↓

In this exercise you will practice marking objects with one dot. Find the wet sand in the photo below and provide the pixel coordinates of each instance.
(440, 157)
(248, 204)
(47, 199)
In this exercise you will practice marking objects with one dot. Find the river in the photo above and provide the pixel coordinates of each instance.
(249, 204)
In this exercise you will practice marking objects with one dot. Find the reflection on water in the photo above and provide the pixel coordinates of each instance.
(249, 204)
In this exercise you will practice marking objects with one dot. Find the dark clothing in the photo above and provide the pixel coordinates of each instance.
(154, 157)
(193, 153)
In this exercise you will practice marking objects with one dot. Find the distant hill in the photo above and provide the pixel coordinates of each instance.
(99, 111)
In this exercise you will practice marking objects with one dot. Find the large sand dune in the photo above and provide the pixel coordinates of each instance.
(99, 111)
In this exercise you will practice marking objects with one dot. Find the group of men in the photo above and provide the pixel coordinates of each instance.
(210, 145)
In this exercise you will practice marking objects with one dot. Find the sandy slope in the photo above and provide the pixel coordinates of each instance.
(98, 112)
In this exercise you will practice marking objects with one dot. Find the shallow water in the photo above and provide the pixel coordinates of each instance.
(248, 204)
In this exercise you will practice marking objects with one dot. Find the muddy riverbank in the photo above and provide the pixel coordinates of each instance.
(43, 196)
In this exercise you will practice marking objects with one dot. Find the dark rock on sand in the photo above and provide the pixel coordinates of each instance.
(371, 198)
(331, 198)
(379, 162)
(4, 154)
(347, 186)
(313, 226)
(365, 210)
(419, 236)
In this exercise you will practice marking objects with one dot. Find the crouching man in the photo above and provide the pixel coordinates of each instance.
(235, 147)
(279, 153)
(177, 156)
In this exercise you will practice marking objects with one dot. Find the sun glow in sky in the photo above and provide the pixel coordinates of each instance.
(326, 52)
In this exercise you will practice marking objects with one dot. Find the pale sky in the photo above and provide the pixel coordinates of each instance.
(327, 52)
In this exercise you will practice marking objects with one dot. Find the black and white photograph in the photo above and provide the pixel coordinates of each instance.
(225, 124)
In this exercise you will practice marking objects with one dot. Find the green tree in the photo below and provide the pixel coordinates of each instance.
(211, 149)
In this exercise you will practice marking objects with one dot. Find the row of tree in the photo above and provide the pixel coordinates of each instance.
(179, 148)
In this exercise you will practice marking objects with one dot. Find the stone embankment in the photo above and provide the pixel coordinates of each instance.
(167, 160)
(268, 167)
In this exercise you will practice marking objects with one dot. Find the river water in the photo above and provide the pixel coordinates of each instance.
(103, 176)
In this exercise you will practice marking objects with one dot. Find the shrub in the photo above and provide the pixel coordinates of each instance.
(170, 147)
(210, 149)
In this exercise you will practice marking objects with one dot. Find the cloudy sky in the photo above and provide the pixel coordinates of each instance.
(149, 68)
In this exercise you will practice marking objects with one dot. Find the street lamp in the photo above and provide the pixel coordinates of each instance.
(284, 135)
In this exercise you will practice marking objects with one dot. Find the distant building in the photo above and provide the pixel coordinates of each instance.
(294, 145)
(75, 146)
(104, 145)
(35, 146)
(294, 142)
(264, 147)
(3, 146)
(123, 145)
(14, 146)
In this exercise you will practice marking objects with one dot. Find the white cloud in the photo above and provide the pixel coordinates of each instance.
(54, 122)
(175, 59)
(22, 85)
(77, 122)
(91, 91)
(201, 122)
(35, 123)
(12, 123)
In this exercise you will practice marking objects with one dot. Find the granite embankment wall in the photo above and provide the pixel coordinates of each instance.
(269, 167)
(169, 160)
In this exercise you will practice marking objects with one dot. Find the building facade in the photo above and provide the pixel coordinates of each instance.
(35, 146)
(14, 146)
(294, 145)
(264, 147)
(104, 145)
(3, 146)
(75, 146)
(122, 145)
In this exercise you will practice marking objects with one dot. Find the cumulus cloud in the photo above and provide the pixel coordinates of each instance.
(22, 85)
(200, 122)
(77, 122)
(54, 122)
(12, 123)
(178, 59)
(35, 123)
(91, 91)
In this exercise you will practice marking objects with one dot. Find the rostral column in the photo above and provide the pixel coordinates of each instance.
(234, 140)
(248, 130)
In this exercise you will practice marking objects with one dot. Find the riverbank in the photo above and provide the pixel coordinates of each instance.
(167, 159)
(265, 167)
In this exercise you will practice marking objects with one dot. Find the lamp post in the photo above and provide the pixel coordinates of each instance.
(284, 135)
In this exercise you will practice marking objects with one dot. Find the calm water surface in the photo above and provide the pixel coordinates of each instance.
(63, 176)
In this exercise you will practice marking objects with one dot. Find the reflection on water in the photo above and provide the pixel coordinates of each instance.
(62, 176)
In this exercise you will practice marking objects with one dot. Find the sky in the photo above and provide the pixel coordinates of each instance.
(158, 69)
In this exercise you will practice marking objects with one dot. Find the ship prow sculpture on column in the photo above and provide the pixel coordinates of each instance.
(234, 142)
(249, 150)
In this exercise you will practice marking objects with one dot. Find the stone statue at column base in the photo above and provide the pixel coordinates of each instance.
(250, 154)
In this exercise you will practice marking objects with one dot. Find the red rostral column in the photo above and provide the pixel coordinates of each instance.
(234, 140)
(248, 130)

↑

A word-for-word copy of the data above is the goal, so set it all down again.

Written solution
In this exercise you will practice marking objects with one dot. Find the wet sand in the photo below and provide the pixel coordinates of each instance.
(440, 157)
(248, 204)
(47, 199)
In this exercise you will practice marking objects with one dot. Find the river in the photo above and provide the pixel coordinates of each instance.
(249, 204)
In this exercise you will practice marking objects with one dot. Find the reflection on water in the photo above and provide the pixel coordinates of each instance.
(249, 204)
In this exercise you will practice marking objects with one dot. Find the dark clothing in the photo above and provide the pixel coordinates of each instance.
(154, 157)
(193, 153)
In this exercise you will practice marking objects with one dot. Find the distant hill in the photo above and provide the pixel coordinates of each instance.
(99, 111)
In this exercise you will practice marking objects with one dot. Find the large sand dune in the photo above and provide the pixel coordinates of each instance.
(99, 111)
In this exercise you will practice marking objects with one dot. Find the group of men in the photo above and provide the pixel coordinates of each instance.
(210, 145)
In this exercise you will practice marking objects with one dot. Find the sandy slope in the photo above and provide the pixel coordinates of each instance.
(98, 112)
In this exercise you will practice marking objects with one dot. Find the shallow water in the photo above and provide the pixel coordinates of each instance.
(248, 204)
In this exercise you will practice marking objects with one dot. Find the muddy riverbank in the photo above and provide the pixel coordinates of each instance.
(43, 196)
In this exercise you will practice marking objects with one dot. Find the dark rock on sand in the photo above and provide the pixel coordinates of each instance.
(371, 198)
(331, 198)
(379, 162)
(4, 154)
(347, 186)
(313, 226)
(365, 210)
(419, 236)
In this exercise you will practice marking objects with one dot. Find the crouching man in the photo above and provide the pixel coordinates of each instance.
(235, 147)
(279, 153)
(177, 156)
In this exercise you will practice marking objects with one dot. Find the sun glow in sky in the photo above and provide the pixel coordinates of each instance.
(326, 52)
In this exercise you will practice marking objects with one dot. Find the pale sky in the photo above and provide the pixel coordinates of each instance.
(327, 52)
In this exercise you will practice marking objects with one dot. Find the black and white photograph in the photo above and provide the pixel coordinates of each instance.
(225, 124)
In this exercise you will practice marking objects with one dot. Find the green tree in the photo below and provide the pixel coordinates of each instance.
(211, 149)
In this exercise you will practice marking objects with one dot. Find the row of tree in the photo above and provide the pixel coordinates of each instance.
(179, 148)
In this exercise you will practice marking objects with one dot. Find the stone embankment in the photo above and provide the pixel coordinates of each instance.
(167, 160)
(268, 167)
In this exercise you will practice marking objects with one dot. Find the river water in the photo above and provide the pixel coordinates of each instance.
(103, 176)
In this exercise you will practice marking objects with one dot. Find the shrub in the photo above and provide the pixel coordinates of each instance.
(170, 147)
(210, 149)
In this exercise you will practice marking objects with one dot. Find the cloudy sky in the photo above and provide the pixel coordinates of each instance.
(149, 68)
In this exercise you will practice marking objects with one dot. Find the street lamp in the photo above and provide the pixel coordinates of each instance.
(284, 135)
In this exercise you will practice marking objects with one dot. Find the distant building in the photo above and provide the pixel coordinates of each instance.
(294, 145)
(75, 146)
(104, 145)
(35, 146)
(294, 142)
(264, 147)
(3, 146)
(123, 145)
(14, 146)
In this exercise you will practice marking objects with one dot. Find the white cloud in the photo above and provide the pixel coordinates of each instance.
(54, 122)
(175, 59)
(22, 85)
(77, 122)
(91, 91)
(201, 122)
(35, 123)
(12, 123)
In this exercise you will practice marking objects with one dot. Find the granite embankment wall in the photo above and provide the pixel coordinates of each instance.
(269, 167)
(169, 160)
In this exercise you will practice marking objects with one dot. Find the building facade in the photo above and provide the pixel coordinates of each instance.
(35, 146)
(14, 146)
(294, 145)
(264, 147)
(104, 145)
(3, 146)
(75, 146)
(122, 145)
In this exercise you will practice marking objects with one dot. Find the cumulus cloud in the photo above and provide the pixel coordinates of each instance.
(22, 85)
(200, 122)
(77, 122)
(54, 122)
(12, 123)
(178, 59)
(35, 123)
(91, 91)
In this exercise you will practice marking objects with one dot. Find the rostral column in the photo above and provide the pixel coordinates of each instance.
(234, 140)
(248, 130)
In this exercise you will practice marking objects with one dot. Find the riverbank in the photo above and provide the pixel coordinates of each instance.
(167, 159)
(265, 167)
In this exercise you will practice marking objects with one dot. Find the lamp post in the photo above and provide the pixel coordinates of each instance.
(284, 135)
In this exercise you will practice marking objects with one dot. Find the calm water surface in the photo above and provide the pixel coordinates of each instance.
(63, 176)
In this exercise you will practice marking objects with one dot. Find the reflection on water in the photo above and provide the pixel coordinates of each instance.
(62, 176)
In this exercise you will practice marking objects with one dot. Find the sky in the photo above and provide the pixel coordinates of each instance.
(158, 69)
In this exercise you will practice marking objects with one dot. Find the ship prow sculpture on column in the photo above and provide the pixel coordinates of each instance.
(234, 142)
(249, 150)
In this exercise you will practice marking objects with one dot. Find the stone statue at column base in the photo above and provide the pixel coordinates of each instance.
(250, 154)
In this exercise you will practice marking objects with one dot. Find the red rostral column in the photo above and provide the pixel coordinates of each instance.
(234, 140)
(248, 130)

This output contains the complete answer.